Repeat exactly the lines from the one containing "In the photo above, where can the green" through the last line of the records below, both included, and nothing else.
##### AVAILABLE DATA
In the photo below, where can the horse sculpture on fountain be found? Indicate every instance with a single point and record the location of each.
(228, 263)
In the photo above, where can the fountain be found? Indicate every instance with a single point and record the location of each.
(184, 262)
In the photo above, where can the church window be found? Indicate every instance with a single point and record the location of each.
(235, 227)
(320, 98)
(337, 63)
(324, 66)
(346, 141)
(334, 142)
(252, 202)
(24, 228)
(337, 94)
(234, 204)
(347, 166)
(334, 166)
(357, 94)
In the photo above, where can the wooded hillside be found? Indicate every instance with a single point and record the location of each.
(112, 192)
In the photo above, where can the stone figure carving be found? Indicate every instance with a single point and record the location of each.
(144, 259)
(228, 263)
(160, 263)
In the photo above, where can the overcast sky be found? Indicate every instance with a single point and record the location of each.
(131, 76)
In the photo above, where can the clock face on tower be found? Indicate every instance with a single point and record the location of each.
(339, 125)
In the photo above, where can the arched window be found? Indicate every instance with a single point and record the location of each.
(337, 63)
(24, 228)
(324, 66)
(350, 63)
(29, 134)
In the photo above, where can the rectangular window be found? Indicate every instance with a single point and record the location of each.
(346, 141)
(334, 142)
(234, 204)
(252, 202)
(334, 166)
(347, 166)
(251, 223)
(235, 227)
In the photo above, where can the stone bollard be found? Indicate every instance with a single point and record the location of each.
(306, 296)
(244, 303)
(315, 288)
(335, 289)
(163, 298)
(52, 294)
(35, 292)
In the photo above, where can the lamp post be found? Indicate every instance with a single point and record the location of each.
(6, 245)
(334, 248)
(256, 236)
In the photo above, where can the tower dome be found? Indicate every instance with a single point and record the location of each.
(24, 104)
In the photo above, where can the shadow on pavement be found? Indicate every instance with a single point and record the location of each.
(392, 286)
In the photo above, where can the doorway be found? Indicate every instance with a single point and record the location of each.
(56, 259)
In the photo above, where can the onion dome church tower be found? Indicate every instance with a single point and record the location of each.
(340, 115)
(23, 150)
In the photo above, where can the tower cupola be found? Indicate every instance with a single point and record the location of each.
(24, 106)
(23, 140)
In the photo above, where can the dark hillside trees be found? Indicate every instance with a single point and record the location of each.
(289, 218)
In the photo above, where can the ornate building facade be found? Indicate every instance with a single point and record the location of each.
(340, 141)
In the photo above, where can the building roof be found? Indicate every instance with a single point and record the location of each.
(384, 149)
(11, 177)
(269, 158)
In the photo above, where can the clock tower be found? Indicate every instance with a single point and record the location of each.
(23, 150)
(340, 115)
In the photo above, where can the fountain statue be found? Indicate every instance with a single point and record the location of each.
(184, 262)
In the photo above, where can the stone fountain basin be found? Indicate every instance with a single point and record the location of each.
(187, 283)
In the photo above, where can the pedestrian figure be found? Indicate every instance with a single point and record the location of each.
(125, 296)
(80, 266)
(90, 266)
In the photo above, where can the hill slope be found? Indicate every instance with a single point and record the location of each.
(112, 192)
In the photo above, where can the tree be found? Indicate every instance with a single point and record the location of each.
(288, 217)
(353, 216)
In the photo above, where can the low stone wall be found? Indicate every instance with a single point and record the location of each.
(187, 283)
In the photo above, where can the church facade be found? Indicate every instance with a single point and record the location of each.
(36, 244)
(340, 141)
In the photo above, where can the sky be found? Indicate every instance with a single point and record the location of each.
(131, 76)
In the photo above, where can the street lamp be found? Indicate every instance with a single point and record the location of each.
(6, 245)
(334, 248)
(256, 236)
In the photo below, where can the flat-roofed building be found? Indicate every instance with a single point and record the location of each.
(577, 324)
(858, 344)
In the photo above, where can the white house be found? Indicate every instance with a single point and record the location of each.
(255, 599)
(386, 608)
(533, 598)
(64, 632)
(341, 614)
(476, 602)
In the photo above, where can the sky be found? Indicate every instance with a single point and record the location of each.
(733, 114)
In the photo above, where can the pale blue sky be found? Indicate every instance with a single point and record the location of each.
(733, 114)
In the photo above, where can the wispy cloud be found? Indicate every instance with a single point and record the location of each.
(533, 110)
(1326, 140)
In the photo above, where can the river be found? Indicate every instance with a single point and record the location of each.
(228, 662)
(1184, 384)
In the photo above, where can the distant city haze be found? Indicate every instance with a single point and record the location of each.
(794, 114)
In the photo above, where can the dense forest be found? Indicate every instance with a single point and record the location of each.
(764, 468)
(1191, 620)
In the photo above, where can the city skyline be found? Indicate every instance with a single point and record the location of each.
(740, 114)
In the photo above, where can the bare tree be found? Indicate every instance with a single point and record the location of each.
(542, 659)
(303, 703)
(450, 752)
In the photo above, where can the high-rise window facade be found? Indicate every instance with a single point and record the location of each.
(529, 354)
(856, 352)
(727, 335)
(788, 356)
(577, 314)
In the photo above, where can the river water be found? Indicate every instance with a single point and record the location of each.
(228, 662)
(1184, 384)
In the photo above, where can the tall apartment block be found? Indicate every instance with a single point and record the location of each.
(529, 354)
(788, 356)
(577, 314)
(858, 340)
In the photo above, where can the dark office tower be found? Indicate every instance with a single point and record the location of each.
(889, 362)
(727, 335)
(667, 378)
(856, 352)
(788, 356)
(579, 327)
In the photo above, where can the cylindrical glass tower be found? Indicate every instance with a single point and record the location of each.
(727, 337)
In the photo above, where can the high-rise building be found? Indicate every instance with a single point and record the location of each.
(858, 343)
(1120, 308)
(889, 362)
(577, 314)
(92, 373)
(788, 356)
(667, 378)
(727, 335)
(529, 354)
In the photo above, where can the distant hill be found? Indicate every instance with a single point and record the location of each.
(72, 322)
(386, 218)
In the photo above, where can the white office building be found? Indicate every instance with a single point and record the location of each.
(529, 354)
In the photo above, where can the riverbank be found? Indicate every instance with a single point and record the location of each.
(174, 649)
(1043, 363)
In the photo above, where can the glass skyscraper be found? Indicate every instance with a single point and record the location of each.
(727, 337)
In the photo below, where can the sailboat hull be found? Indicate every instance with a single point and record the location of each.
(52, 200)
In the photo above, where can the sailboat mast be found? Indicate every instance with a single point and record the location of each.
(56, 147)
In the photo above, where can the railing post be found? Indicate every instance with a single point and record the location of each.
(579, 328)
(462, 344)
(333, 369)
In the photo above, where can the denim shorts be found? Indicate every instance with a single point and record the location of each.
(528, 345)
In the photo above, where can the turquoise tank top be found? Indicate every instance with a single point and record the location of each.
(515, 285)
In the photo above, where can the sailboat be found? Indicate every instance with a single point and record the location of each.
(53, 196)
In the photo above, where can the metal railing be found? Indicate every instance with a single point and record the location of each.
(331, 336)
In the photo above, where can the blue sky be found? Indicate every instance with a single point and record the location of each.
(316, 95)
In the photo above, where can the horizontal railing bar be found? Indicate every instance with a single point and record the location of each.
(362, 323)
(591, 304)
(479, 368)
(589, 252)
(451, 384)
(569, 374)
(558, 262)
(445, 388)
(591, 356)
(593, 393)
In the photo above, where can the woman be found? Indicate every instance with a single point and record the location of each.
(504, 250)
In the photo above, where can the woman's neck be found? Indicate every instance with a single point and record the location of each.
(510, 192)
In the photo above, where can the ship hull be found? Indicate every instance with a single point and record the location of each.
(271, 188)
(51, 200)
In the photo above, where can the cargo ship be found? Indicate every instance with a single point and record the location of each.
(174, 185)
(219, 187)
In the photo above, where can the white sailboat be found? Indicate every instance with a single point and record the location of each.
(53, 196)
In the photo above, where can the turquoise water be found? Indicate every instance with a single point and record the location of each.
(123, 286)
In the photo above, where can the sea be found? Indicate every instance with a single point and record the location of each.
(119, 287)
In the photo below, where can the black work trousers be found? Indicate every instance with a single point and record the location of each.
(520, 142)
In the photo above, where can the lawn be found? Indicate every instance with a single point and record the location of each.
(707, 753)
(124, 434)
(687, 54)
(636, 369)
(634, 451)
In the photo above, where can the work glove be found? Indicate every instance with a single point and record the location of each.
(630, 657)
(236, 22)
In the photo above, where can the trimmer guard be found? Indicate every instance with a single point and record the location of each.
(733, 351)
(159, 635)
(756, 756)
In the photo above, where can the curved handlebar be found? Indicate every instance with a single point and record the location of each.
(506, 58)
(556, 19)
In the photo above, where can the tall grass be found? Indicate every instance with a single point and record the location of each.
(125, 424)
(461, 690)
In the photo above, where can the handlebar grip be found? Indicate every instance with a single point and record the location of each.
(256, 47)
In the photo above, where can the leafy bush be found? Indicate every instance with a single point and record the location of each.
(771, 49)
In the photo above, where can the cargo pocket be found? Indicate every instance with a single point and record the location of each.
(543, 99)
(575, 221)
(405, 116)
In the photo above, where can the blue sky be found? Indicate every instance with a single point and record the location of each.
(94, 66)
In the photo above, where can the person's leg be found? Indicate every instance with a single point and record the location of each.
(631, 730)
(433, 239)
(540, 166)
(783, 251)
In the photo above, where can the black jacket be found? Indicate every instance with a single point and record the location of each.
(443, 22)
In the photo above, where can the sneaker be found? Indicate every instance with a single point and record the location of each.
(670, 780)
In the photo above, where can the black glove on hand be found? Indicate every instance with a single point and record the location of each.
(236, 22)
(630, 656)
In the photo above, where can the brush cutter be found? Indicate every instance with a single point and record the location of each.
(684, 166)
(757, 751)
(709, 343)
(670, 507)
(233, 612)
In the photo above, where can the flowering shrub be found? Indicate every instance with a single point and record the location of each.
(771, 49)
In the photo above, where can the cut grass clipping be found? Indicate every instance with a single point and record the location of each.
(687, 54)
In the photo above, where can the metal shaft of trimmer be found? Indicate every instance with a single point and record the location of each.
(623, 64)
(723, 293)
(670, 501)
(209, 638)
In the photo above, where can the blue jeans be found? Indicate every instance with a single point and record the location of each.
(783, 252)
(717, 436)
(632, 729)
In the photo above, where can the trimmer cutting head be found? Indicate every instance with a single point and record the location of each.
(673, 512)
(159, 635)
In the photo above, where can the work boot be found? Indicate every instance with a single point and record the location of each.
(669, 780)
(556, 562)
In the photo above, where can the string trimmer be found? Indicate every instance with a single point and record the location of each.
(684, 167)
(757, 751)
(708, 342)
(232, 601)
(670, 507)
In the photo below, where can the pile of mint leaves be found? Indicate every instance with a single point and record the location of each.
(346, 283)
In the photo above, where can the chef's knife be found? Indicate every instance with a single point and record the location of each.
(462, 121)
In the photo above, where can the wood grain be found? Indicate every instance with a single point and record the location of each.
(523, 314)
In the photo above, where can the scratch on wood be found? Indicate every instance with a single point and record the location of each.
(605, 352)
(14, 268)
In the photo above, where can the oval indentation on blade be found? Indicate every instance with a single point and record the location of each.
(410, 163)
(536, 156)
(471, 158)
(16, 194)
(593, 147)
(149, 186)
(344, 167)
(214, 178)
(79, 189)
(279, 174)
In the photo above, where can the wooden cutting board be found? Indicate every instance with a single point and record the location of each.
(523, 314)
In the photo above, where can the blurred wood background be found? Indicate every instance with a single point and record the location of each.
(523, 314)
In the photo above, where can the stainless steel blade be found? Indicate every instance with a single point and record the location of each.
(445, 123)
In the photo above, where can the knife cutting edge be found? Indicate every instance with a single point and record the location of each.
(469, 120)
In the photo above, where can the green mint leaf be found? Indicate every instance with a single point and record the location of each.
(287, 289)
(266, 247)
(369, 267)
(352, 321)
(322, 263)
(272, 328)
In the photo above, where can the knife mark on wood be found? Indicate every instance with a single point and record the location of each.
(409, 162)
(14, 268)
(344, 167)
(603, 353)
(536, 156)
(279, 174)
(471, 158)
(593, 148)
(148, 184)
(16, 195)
##########
--- RESULT BELOW ---
In the photo above, where can the green mint leaf be found? Indicate every instance with a single point and record the location of each.
(287, 289)
(266, 247)
(369, 267)
(352, 321)
(322, 263)
(272, 328)
In the photo above, where can the knife mark on wood be found? Indicate every instance with a single point and record the location of each.
(409, 162)
(14, 268)
(344, 167)
(603, 353)
(536, 156)
(279, 174)
(471, 158)
(593, 148)
(148, 184)
(16, 195)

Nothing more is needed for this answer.